:: Exercise directions ::
Read the records and gather each line that includes "grille".

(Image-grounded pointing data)
· · · ·

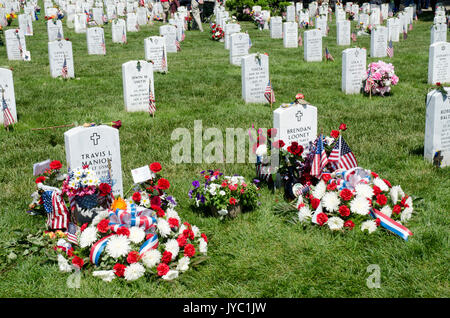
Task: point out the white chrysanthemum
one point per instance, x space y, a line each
163 227
360 205
88 236
183 264
172 247
151 258
364 190
381 184
137 235
261 150
386 210
134 271
396 193
331 201
63 264
170 275
304 215
203 246
335 223
103 214
370 226
117 246
319 190
106 276
406 215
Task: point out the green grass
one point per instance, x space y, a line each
258 254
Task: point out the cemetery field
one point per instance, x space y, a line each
258 254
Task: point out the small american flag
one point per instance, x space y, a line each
151 101
342 155
269 93
64 70
328 56
320 159
390 49
8 119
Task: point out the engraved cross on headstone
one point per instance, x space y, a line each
95 137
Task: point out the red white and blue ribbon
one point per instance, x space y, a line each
391 225
97 249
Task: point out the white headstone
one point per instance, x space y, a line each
137 77
58 52
295 122
290 34
343 32
155 51
312 45
239 47
353 70
95 146
439 63
276 28
437 127
255 77
96 41
378 42
7 92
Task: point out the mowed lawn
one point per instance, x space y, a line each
258 254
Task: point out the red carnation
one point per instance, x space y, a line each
78 262
397 209
162 269
55 165
167 257
278 144
104 189
315 203
133 257
181 240
103 226
189 250
119 269
163 184
173 222
381 199
155 167
123 231
334 133
40 179
136 197
346 195
349 224
322 218
344 210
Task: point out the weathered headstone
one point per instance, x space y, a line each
312 46
137 77
239 47
7 92
95 147
155 51
255 77
437 128
353 69
295 122
439 63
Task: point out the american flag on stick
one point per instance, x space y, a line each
390 49
8 118
342 155
320 159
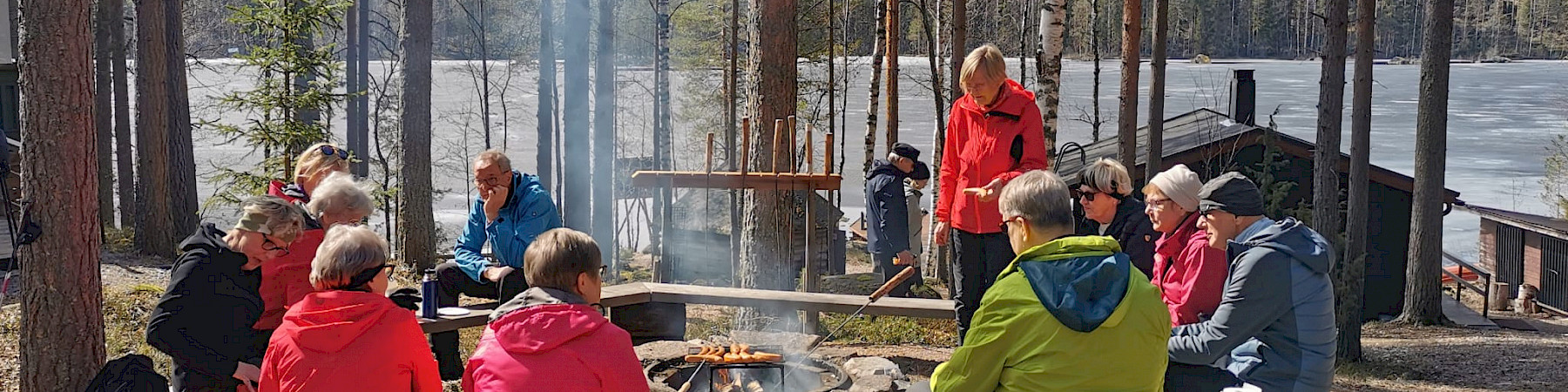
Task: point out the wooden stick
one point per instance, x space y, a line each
711 152
778 137
827 154
745 145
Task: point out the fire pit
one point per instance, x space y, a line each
803 375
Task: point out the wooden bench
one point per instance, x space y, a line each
626 295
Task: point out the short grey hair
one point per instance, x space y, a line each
341 193
496 157
1109 176
1040 198
345 253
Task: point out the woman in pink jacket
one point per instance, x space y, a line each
551 337
1189 274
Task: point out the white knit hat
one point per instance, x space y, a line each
1181 186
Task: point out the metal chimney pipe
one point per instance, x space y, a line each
1244 98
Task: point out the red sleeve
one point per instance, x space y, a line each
1035 157
1205 281
948 172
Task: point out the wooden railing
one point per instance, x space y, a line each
1460 284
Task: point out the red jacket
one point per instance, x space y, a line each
979 149
1189 274
554 347
287 280
348 341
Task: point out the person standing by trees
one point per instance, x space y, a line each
993 135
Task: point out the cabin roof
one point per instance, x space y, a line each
1203 133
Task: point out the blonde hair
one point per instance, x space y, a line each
314 162
1109 176
341 193
345 253
983 62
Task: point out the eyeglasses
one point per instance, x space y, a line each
331 151
272 247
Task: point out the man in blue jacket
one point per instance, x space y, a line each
513 209
888 213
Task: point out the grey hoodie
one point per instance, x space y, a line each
1275 323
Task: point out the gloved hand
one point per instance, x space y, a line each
407 298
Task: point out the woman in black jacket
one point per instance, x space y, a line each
1105 193
204 317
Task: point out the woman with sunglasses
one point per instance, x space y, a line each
339 199
204 317
1109 209
313 166
348 336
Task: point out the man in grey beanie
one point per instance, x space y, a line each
1275 323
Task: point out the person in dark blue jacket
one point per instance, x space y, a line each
888 213
513 209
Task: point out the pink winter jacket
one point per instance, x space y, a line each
548 341
1189 274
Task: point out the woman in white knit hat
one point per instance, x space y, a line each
1189 274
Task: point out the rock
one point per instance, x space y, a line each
874 374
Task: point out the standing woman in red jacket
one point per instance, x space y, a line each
995 133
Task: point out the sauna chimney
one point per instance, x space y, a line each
1244 98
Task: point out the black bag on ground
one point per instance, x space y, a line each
129 374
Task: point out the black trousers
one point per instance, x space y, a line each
977 260
883 264
454 282
1199 378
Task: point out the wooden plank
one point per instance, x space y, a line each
478 314
737 180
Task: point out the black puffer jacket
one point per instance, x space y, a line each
204 317
1132 231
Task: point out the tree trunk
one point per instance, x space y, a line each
1423 286
1158 91
1128 119
1330 117
123 152
894 35
604 135
62 336
416 221
546 115
875 88
104 107
1352 268
578 172
184 203
1048 63
156 221
774 217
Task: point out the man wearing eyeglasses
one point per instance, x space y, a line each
511 212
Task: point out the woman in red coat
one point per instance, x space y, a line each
348 336
993 135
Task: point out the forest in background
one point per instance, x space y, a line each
1220 29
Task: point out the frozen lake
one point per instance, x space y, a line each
1501 117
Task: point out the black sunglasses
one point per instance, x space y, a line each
331 151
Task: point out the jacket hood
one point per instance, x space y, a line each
543 319
1011 101
1294 239
329 321
209 239
1079 280
883 166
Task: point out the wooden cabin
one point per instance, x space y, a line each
1213 143
1524 248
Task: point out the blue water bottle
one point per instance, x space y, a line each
429 292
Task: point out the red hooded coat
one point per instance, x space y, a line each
348 341
979 149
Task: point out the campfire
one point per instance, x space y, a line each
740 368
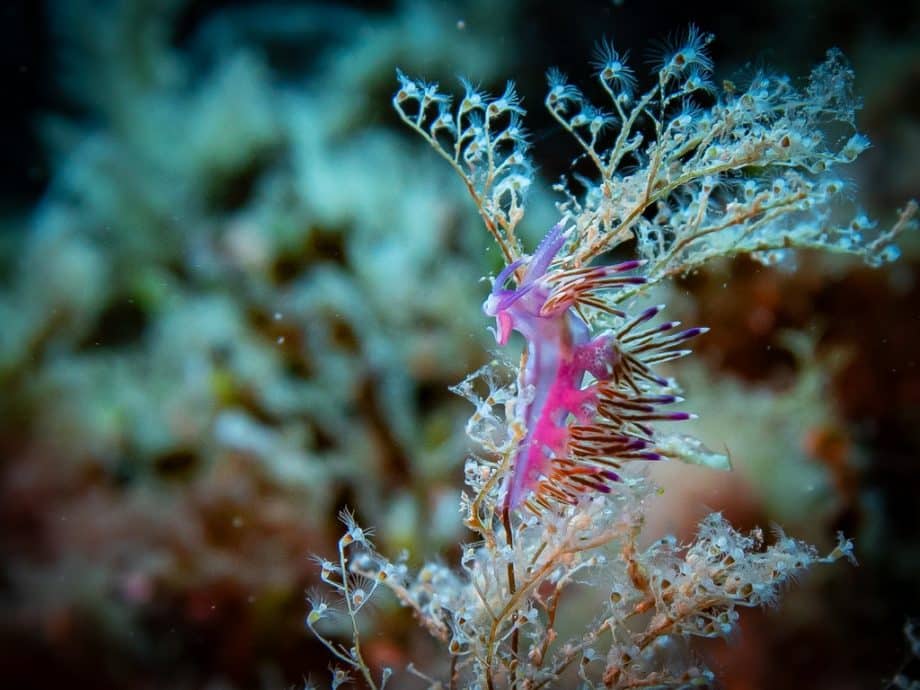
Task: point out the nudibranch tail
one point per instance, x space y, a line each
593 398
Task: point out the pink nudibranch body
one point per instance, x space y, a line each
560 351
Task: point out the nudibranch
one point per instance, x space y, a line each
590 398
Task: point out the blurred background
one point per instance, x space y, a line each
234 290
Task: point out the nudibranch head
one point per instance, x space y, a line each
515 307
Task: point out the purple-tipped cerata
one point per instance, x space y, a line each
590 397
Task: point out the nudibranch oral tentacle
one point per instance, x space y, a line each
591 397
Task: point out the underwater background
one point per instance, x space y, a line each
234 291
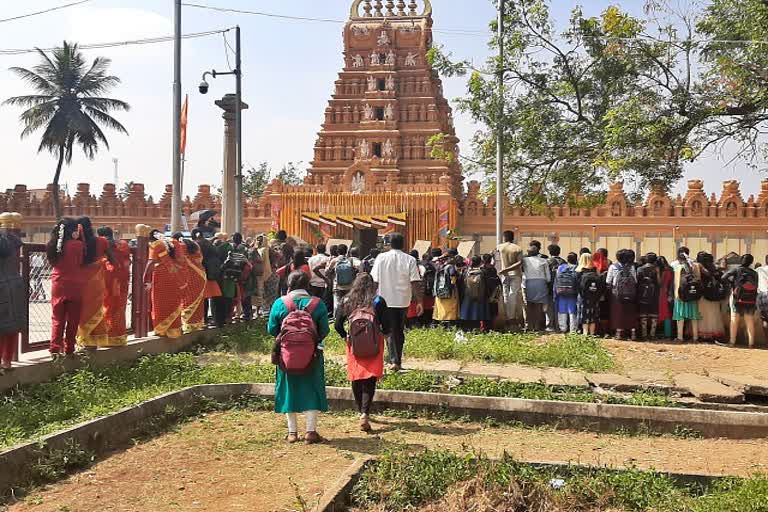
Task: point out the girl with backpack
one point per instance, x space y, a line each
565 292
666 295
622 281
299 323
744 283
715 292
364 310
474 305
591 288
688 291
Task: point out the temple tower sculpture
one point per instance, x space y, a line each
387 104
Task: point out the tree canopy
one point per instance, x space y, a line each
613 97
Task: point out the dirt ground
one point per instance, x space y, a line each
702 358
238 461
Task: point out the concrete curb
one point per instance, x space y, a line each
45 371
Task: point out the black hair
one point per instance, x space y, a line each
89 239
106 232
51 248
397 241
298 280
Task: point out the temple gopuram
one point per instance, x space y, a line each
373 173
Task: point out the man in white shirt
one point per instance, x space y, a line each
397 276
317 284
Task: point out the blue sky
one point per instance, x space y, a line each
289 72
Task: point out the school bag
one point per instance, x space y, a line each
345 271
296 344
565 282
443 284
745 291
364 333
647 287
714 289
592 287
625 289
234 267
429 273
475 284
690 289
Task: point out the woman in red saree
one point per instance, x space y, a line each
117 278
193 298
164 277
92 331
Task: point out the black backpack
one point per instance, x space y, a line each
625 289
234 266
690 289
592 287
647 286
745 290
715 289
429 273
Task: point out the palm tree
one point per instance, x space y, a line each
69 106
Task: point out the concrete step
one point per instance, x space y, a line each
747 384
708 389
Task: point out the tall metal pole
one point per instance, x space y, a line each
239 134
500 190
176 195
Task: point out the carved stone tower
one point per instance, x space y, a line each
388 103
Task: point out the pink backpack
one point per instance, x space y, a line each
298 338
364 333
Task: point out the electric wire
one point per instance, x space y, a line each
44 11
113 44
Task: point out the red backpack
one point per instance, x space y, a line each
298 338
364 333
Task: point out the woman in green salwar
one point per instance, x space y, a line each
301 393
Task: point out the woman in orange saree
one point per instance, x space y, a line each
117 276
164 277
92 331
193 298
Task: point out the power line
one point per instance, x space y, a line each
44 11
113 44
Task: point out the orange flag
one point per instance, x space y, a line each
184 109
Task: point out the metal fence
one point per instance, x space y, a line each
37 272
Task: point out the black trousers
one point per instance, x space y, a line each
222 308
364 390
396 338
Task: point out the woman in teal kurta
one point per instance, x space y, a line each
301 393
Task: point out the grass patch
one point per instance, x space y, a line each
579 352
447 482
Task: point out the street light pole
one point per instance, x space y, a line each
238 134
176 180
500 195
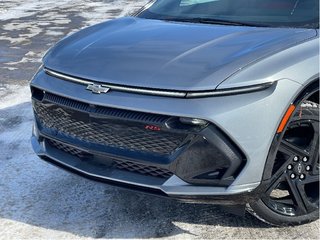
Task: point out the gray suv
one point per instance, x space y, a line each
210 101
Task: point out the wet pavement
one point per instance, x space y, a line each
38 200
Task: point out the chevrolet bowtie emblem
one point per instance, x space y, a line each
98 89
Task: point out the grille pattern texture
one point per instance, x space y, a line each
143 169
123 165
116 134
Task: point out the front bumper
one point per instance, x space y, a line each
246 120
114 145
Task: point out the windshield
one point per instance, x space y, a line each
270 13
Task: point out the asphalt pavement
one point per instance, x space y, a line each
39 201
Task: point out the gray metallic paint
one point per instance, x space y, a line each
167 55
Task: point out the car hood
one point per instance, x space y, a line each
166 55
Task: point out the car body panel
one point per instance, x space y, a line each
168 55
252 130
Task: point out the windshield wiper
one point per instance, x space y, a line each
214 21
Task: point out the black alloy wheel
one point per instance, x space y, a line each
292 194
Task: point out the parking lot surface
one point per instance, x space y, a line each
39 201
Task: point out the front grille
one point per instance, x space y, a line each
146 170
107 132
122 165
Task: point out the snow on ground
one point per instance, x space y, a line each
39 201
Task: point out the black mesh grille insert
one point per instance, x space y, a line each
143 169
66 148
123 165
112 133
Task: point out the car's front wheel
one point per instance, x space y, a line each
292 194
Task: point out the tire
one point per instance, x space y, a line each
292 193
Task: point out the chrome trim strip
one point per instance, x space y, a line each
231 91
165 93
116 87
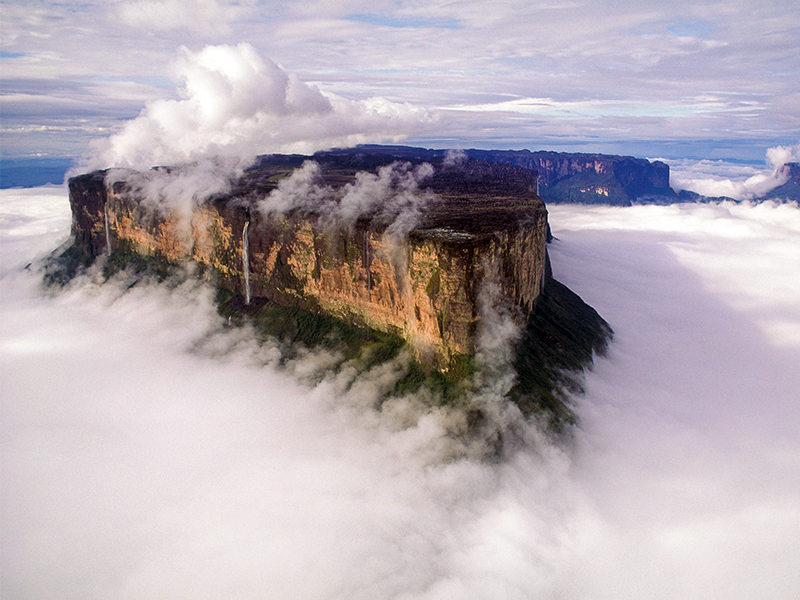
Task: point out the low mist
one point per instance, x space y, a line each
738 181
151 451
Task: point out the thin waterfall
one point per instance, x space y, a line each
246 261
108 233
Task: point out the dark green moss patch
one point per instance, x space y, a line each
562 334
120 260
61 268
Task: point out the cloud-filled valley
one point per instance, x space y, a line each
150 451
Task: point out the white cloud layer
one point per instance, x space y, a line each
740 182
149 452
714 79
236 104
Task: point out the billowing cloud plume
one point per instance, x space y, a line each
391 197
741 182
167 455
234 103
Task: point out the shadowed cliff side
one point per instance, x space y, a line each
366 256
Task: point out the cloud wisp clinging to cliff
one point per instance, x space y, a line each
164 455
393 197
740 182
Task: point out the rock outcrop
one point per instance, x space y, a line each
414 255
564 177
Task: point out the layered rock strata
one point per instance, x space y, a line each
466 235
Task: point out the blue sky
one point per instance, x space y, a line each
682 79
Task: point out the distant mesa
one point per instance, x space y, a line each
789 191
417 245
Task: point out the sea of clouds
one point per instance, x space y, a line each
150 451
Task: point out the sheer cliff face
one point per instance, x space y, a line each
479 228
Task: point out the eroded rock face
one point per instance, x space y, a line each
454 232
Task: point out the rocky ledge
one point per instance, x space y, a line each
421 250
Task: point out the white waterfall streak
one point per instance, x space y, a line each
246 261
108 233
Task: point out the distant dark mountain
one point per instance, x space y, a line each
789 191
690 196
564 177
32 172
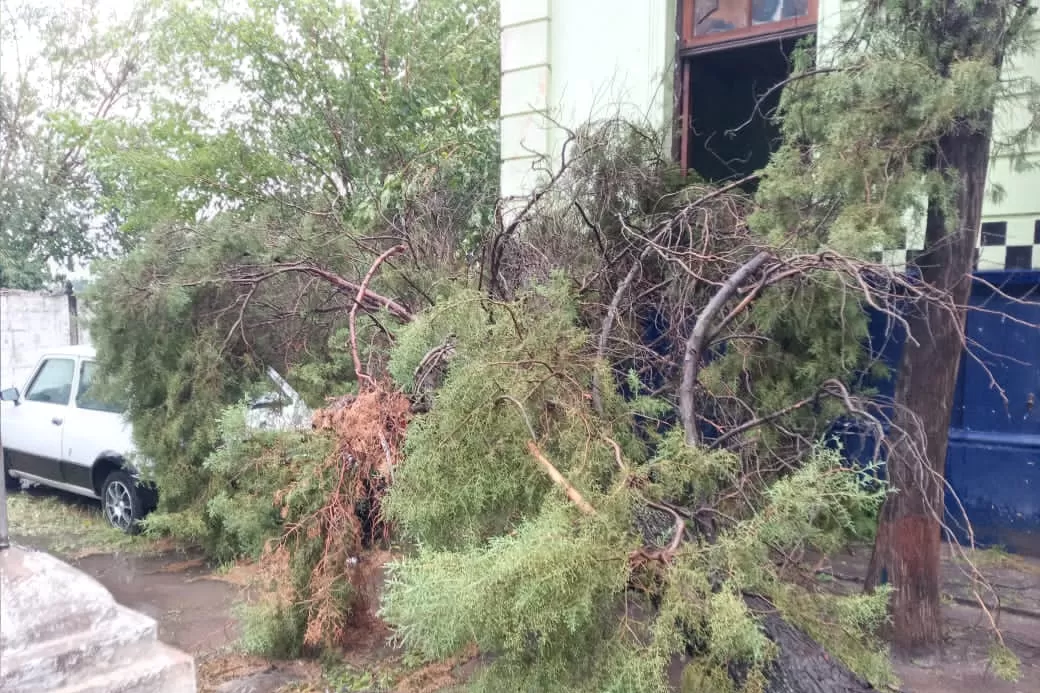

· · · ·

:: Your response ::
Task: point out the grille pattern texture
Task: point out the front grille
Task: point out the black mesh grille insert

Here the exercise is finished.